◆ Directions ◆
In the excerpt about the venous thromboembolism initiative, when does the zero defect team meet? Please answer briefly.

She describes her hospital's participation in the venous thromboembolism initiative. "The very first thing we asked was how we could hard wire this," says Loughery. "The problem is that at present we have all different levels of connectivity to the EMR in the system; we don't have it yet. So, for example, at Eastern Maine they can set things up so a physician can't go to the next question unless he takes a certain action, but we can't do that." So her facility developed an order set to achieve the same goal.
"We have our own zero defect team here, which includes the director of quality, vice president of medical affairs, nursing directors for various departments, and a clinical nurse consultant, and we meet every Tuesday morning to look at every initiative," Loughery continues. "We look at any gaps that exist and discuss how we can fill them. A lot of our doctors were ordering prophylactic Coumadin, Heparin, or Lovenox but not assessing the patient's risk, so we were not sure if they were getting the proper med at the proper risk level."
That's where the order set came in. "We re-developed our order set so you had to do an assessment first and assign a high-, medium-, or low-risk level, and we developed appropriate dosing for each level. This made it easy for the doctor to follow the flow."

◆ Provided information ◆
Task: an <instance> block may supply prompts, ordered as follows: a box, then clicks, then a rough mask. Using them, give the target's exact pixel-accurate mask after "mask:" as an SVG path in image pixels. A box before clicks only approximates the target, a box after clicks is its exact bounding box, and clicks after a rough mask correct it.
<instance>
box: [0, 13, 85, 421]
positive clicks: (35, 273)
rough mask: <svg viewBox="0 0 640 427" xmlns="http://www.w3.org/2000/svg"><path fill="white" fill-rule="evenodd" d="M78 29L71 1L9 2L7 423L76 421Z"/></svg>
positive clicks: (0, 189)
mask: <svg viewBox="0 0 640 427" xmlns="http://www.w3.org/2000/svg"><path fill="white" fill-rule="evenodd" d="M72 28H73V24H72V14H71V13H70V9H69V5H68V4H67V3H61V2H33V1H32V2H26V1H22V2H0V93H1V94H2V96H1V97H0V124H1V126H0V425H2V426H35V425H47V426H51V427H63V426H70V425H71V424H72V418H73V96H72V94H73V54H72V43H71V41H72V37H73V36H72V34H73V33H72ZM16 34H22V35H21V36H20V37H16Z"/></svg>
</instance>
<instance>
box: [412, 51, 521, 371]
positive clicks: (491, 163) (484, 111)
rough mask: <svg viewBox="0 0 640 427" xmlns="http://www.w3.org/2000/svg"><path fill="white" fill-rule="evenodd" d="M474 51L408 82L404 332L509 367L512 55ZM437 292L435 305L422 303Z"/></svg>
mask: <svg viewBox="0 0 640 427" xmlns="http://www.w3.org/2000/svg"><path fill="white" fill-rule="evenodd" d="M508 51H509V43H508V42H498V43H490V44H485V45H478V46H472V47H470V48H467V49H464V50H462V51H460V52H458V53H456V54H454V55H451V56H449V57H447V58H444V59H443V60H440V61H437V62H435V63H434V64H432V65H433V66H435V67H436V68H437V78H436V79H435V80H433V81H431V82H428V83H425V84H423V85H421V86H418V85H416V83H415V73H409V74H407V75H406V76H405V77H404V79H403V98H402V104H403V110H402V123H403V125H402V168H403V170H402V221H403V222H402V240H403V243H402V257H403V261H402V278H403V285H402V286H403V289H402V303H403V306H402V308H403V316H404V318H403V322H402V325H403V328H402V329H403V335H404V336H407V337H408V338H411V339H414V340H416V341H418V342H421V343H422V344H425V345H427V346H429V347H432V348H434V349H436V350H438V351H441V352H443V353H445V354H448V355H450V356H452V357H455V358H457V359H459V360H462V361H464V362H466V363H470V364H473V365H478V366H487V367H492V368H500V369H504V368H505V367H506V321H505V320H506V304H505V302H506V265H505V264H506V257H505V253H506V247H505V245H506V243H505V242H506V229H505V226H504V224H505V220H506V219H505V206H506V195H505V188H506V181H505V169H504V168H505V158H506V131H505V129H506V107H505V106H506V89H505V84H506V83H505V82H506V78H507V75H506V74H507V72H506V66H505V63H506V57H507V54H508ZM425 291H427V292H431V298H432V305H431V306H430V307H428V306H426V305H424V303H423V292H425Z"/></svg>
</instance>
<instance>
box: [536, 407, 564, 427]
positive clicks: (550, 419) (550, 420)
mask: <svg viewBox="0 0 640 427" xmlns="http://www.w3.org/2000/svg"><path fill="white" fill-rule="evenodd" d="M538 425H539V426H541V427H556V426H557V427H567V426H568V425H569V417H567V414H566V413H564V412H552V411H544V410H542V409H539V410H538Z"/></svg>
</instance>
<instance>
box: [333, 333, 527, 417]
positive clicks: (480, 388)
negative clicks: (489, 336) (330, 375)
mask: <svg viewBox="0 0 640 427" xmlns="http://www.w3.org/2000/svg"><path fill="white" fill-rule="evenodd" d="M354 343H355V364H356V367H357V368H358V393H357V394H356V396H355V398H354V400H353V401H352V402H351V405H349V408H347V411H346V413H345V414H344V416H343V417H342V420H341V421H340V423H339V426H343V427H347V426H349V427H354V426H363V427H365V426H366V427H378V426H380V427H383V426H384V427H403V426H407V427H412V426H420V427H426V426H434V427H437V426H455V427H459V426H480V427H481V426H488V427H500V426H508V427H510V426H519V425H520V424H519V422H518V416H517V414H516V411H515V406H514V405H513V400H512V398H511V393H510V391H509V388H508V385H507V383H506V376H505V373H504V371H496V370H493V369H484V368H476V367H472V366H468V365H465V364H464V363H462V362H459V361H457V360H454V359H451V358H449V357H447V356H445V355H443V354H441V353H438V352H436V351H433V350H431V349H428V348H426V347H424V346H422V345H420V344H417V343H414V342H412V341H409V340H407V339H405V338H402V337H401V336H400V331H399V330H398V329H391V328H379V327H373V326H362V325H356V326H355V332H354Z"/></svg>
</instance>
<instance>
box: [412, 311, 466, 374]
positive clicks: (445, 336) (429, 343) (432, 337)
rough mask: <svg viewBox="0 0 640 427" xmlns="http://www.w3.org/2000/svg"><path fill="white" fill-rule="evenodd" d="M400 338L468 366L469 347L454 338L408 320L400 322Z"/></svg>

◆ Result of this task ◆
Every Tuesday morning.